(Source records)
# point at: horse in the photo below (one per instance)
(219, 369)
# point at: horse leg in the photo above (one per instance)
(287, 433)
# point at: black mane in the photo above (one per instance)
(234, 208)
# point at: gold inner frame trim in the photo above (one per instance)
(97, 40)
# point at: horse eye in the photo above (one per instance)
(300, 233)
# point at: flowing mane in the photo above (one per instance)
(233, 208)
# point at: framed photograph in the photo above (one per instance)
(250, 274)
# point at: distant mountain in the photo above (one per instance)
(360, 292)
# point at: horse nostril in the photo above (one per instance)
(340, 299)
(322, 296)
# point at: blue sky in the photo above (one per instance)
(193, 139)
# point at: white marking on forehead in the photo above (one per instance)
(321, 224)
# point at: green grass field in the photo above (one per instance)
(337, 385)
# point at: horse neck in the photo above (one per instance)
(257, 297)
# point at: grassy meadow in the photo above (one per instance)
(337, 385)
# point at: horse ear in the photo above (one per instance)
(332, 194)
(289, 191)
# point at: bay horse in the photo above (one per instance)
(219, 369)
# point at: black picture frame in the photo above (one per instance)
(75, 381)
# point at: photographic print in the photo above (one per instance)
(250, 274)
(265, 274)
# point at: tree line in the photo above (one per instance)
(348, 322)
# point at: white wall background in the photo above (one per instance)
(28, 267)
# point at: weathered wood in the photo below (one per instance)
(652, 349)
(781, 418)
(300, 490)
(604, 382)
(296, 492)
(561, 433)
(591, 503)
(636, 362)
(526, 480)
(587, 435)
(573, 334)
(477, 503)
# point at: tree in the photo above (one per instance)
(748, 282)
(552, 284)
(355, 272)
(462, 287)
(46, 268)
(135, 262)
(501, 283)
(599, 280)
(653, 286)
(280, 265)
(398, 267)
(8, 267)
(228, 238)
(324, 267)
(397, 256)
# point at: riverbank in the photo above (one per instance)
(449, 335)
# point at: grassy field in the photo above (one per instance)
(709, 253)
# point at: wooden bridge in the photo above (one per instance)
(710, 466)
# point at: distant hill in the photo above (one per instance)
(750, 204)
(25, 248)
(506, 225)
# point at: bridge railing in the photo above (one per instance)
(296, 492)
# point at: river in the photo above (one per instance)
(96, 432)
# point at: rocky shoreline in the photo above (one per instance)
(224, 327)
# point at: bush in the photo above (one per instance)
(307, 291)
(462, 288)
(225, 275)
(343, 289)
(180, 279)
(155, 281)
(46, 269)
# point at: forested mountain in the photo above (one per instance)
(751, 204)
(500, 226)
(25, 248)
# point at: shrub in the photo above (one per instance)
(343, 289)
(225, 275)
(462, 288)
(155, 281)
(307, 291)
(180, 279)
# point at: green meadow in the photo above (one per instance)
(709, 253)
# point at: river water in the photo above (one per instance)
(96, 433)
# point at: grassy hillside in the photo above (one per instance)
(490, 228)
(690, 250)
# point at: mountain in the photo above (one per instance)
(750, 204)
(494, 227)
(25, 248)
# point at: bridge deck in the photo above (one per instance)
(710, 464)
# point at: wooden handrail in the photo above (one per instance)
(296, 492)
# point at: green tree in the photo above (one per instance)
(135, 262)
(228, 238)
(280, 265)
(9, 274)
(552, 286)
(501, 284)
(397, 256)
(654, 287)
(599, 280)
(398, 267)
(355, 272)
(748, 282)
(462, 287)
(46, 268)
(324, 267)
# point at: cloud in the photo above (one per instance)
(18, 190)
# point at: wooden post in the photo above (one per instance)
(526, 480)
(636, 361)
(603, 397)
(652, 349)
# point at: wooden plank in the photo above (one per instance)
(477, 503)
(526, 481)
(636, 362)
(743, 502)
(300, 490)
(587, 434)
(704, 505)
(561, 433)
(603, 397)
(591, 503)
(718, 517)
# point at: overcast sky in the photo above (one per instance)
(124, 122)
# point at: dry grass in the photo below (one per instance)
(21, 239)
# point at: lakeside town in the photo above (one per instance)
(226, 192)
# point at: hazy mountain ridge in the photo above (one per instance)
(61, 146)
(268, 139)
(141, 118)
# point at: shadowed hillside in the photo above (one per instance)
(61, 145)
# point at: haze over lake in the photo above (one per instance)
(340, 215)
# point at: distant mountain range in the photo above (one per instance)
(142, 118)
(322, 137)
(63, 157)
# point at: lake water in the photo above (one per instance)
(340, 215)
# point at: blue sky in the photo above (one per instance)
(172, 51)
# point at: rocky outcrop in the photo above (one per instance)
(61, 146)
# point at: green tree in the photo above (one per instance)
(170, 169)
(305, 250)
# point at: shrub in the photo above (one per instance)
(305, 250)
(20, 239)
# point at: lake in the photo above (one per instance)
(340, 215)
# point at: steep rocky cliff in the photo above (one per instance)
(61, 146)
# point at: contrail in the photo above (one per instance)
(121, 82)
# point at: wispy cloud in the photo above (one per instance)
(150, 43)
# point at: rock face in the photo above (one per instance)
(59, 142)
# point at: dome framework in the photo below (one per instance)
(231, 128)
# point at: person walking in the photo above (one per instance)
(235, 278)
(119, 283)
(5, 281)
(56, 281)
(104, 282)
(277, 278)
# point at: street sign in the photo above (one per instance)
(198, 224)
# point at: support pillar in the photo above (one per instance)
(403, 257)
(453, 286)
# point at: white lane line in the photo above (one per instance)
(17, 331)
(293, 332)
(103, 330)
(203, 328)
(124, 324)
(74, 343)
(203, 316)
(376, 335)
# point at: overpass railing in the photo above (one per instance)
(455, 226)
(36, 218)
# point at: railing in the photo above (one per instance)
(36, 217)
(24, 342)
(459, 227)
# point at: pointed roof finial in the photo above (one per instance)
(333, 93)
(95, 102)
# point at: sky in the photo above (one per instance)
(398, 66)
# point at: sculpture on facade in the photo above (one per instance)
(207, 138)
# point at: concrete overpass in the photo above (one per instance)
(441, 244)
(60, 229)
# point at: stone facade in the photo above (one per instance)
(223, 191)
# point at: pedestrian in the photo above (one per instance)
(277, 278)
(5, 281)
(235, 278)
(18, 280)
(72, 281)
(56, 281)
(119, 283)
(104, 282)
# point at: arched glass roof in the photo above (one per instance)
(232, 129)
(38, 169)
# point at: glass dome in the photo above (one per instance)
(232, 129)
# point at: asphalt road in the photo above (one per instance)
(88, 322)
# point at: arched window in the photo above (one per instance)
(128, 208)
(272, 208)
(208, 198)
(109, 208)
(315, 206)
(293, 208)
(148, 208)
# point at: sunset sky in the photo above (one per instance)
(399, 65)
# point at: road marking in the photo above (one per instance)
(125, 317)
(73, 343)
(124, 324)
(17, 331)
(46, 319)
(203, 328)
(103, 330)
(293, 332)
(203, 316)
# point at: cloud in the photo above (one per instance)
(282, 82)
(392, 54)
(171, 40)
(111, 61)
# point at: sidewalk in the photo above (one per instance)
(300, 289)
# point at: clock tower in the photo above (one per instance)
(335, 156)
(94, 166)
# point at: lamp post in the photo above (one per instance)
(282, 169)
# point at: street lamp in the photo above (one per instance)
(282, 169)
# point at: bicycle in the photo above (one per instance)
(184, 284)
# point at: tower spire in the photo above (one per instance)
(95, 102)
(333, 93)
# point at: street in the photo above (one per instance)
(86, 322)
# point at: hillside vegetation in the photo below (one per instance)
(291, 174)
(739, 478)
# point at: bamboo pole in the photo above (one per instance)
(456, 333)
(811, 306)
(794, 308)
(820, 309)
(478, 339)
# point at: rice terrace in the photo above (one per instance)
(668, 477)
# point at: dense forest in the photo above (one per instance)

> Aim: Reproduce every one of the records above line for line, changing no character.

> Correct response:
# point at: horse in the photo below (one per instance)
(219, 369)
# point at: horse leg in the photo above (one per instance)
(287, 433)
# point at: black mane in the photo above (one per instance)
(234, 208)
# point at: gold inner frame trim in the photo above (one per instance)
(97, 40)
# point at: horse eye in the photo above (one per instance)
(300, 233)
# point at: flowing mane in the photo above (one per instance)
(233, 208)
# point at: framed photograph in the photo above (one per instance)
(250, 274)
# point at: distant mountain in the photo above (one per instance)
(360, 292)
# point at: horse nostril in the photo above (one per instance)
(340, 299)
(322, 296)
# point at: blue sky in the photo above (one per instance)
(193, 139)
# point at: white marking on forehead in the photo above (one per instance)
(321, 224)
# point at: green grass field in the photo above (one per instance)
(337, 385)
# point at: horse neck in the photo above (one per instance)
(257, 297)
# point at: grassy meadow in the photo above (one per instance)
(337, 385)
# point at: horse ear in the photo above (one per instance)
(332, 194)
(289, 191)
# point at: bay horse in the photo above (one per instance)
(219, 369)
# point at: black picture frame in the photo above (one per instance)
(75, 381)
# point at: photographic print in the photo above (one per instance)
(250, 274)
(265, 274)
# point at: tree line in the photo above (one per instance)
(348, 322)
# point at: white wall background in the photo above (one per instance)
(28, 267)
# point at: weathered wood in the photo below (one per instance)
(652, 349)
(781, 418)
(300, 490)
(604, 382)
(296, 492)
(561, 433)
(591, 503)
(636, 362)
(526, 480)
(587, 435)
(573, 334)
(477, 503)
# point at: tree in the photo above (one per instance)
(748, 282)
(552, 284)
(355, 272)
(462, 287)
(46, 268)
(135, 262)
(501, 283)
(599, 280)
(653, 286)
(280, 265)
(398, 267)
(8, 267)
(228, 238)
(324, 267)
(397, 256)
# point at: riverbank in the photo above (one per instance)
(449, 335)
# point at: grassy field in the photo above (one per instance)
(709, 253)
# point at: wooden bridge in the photo above (one per instance)
(710, 466)
# point at: distant hill in the photo above (one per instance)
(750, 204)
(25, 248)
(506, 225)
# point at: bridge railing in the photo above (one per instance)
(296, 492)
# point at: river in the photo above (one per instance)
(96, 432)
# point at: rocky shoreline in the photo above (one per instance)
(224, 327)
# point at: bush in the photo above (one per instance)
(307, 291)
(462, 288)
(225, 275)
(343, 289)
(180, 279)
(155, 281)
(46, 269)
# point at: forested mountain in the photo above (one per instance)
(751, 204)
(500, 226)
(25, 248)
# point at: shrub in the photo above (one per instance)
(343, 289)
(225, 275)
(462, 288)
(155, 281)
(307, 291)
(180, 279)
# point at: green meadow in the photo above (one per instance)
(709, 253)
# point at: river water in the photo above (one per instance)
(96, 433)
# point at: grassy hillside in the photo above (one per instance)
(490, 228)
(690, 250)
# point at: mountain in the photo above (one per instance)
(750, 204)
(494, 227)
(25, 248)
# point at: bridge deck in the photo above (one per instance)
(710, 464)
# point at: wooden handrail in the photo above (one per instance)
(296, 492)
# point at: green tree in the photo above (one per instance)
(135, 262)
(228, 238)
(280, 265)
(9, 274)
(552, 286)
(501, 284)
(397, 256)
(654, 287)
(599, 280)
(398, 267)
(355, 272)
(748, 282)
(462, 287)
(46, 268)
(324, 267)
# point at: cloud in the photo above (one per instance)
(18, 190)
# point at: wooden post in the photo above (one per instance)
(526, 480)
(636, 361)
(603, 397)
(652, 349)
# point at: wooden plank in the photo above (one per instance)
(477, 503)
(526, 481)
(636, 362)
(743, 502)
(300, 490)
(587, 434)
(704, 505)
(561, 433)
(603, 397)
(591, 503)
(718, 517)
# point at: overcast sky in the photo above (one per instance)
(124, 122)
# point at: dry grass in the photo below (one per instance)
(21, 239)
# point at: lakeside town in the photo above (one per instance)
(226, 192)
# point at: hazy mountain ridge in the photo above (one per instance)
(61, 146)
(268, 139)
(141, 118)
# point at: shadowed hillside in the photo above (one per instance)
(61, 145)
# point at: haze over lake in the photo above (one per instance)
(340, 215)
# point at: distant mountain range in the photo above (one per instance)
(142, 118)
(322, 137)
(63, 157)
# point at: lake water in the photo above (one per instance)
(340, 215)
# point at: blue sky in the photo above (one per instance)
(172, 51)
# point at: rocky outcrop in the photo above (one per instance)
(61, 146)
# point at: green tree in the photo above (one per instance)
(170, 169)
(305, 250)
# point at: shrub in the photo above (one per instance)
(305, 250)
(20, 239)
# point at: lake in the photo above (one per instance)
(340, 215)
# point at: steep rocky cliff in the photo above (one per instance)
(61, 146)
# point at: contrail in the photo above (one per instance)
(121, 82)
# point at: wispy cloud in the photo above (one per instance)
(150, 43)
# point at: rock face in the photo above (one per instance)
(59, 142)
# point at: dome framework in the photo below (one per instance)
(231, 128)
# point at: person walking in the photo above (one per instance)
(235, 278)
(119, 283)
(5, 281)
(56, 281)
(104, 282)
(277, 278)
# point at: street sign in the photo above (one per instance)
(198, 224)
# point at: support pillar in the photo above (one per instance)
(403, 257)
(453, 286)
# point at: white lane line in the photo above (one per instance)
(17, 331)
(293, 332)
(103, 330)
(203, 328)
(124, 324)
(74, 343)
(203, 316)
(376, 335)
# point at: overpass railing in the photo above (one per instance)
(455, 226)
(36, 218)
# point at: railing in the photo above (one per instance)
(36, 217)
(24, 342)
(459, 227)
# point at: pointed roof finial in the photo above (one per instance)
(333, 93)
(95, 102)
# point at: sky in the photo above (one per instance)
(398, 66)
# point at: sculpture on facade in the photo above (one per instance)
(207, 138)
# point at: concrete overpass in the photo above (one per instance)
(441, 244)
(60, 229)
# point at: stone facade in the photo above (one per instance)
(223, 191)
# point at: pedestrian in the photo above (one per instance)
(277, 278)
(5, 281)
(235, 278)
(18, 280)
(72, 281)
(56, 281)
(119, 283)
(104, 282)
# point at: arched glass roof in the photo above (one per instance)
(232, 129)
(38, 169)
# point at: glass dome in the photo above (one per instance)
(232, 129)
# point at: asphalt road in the photo above (one per instance)
(88, 322)
# point at: arched window in the photo above (one per instance)
(128, 208)
(272, 208)
(208, 198)
(109, 208)
(315, 206)
(293, 208)
(148, 208)
# point at: sunset sky in the photo above (one per instance)
(399, 65)
# point at: road marking in the photo above (one per instance)
(125, 317)
(73, 343)
(124, 324)
(17, 331)
(46, 319)
(203, 328)
(103, 330)
(293, 332)
(203, 316)
# point at: cloud in the photo above (one per instance)
(282, 82)
(392, 54)
(171, 40)
(111, 61)
# point at: sidewalk in the photo above (one per instance)
(300, 289)
# point at: clock tower in the photo above (one per instance)
(335, 156)
(94, 166)
# point at: lamp post in the photo above (one per instance)
(282, 169)
# point at: street lamp in the photo above (one per instance)
(282, 169)
# point at: bicycle in the photo above (one per instance)
(184, 284)
# point at: tower spire in the photo above (one per instance)
(95, 102)
(333, 93)
# point at: street in the photo above (one per instance)
(86, 322)
# point at: hillside vegetation in the photo below (one per instance)
(291, 174)
(739, 478)
# point at: bamboo pole in the photo above (one per instance)
(456, 333)
(811, 306)
(794, 308)
(820, 309)
(478, 339)
# point at: rice terrace in the photo above (one per instance)
(668, 477)
# point at: dense forest in the photo above (one per instance)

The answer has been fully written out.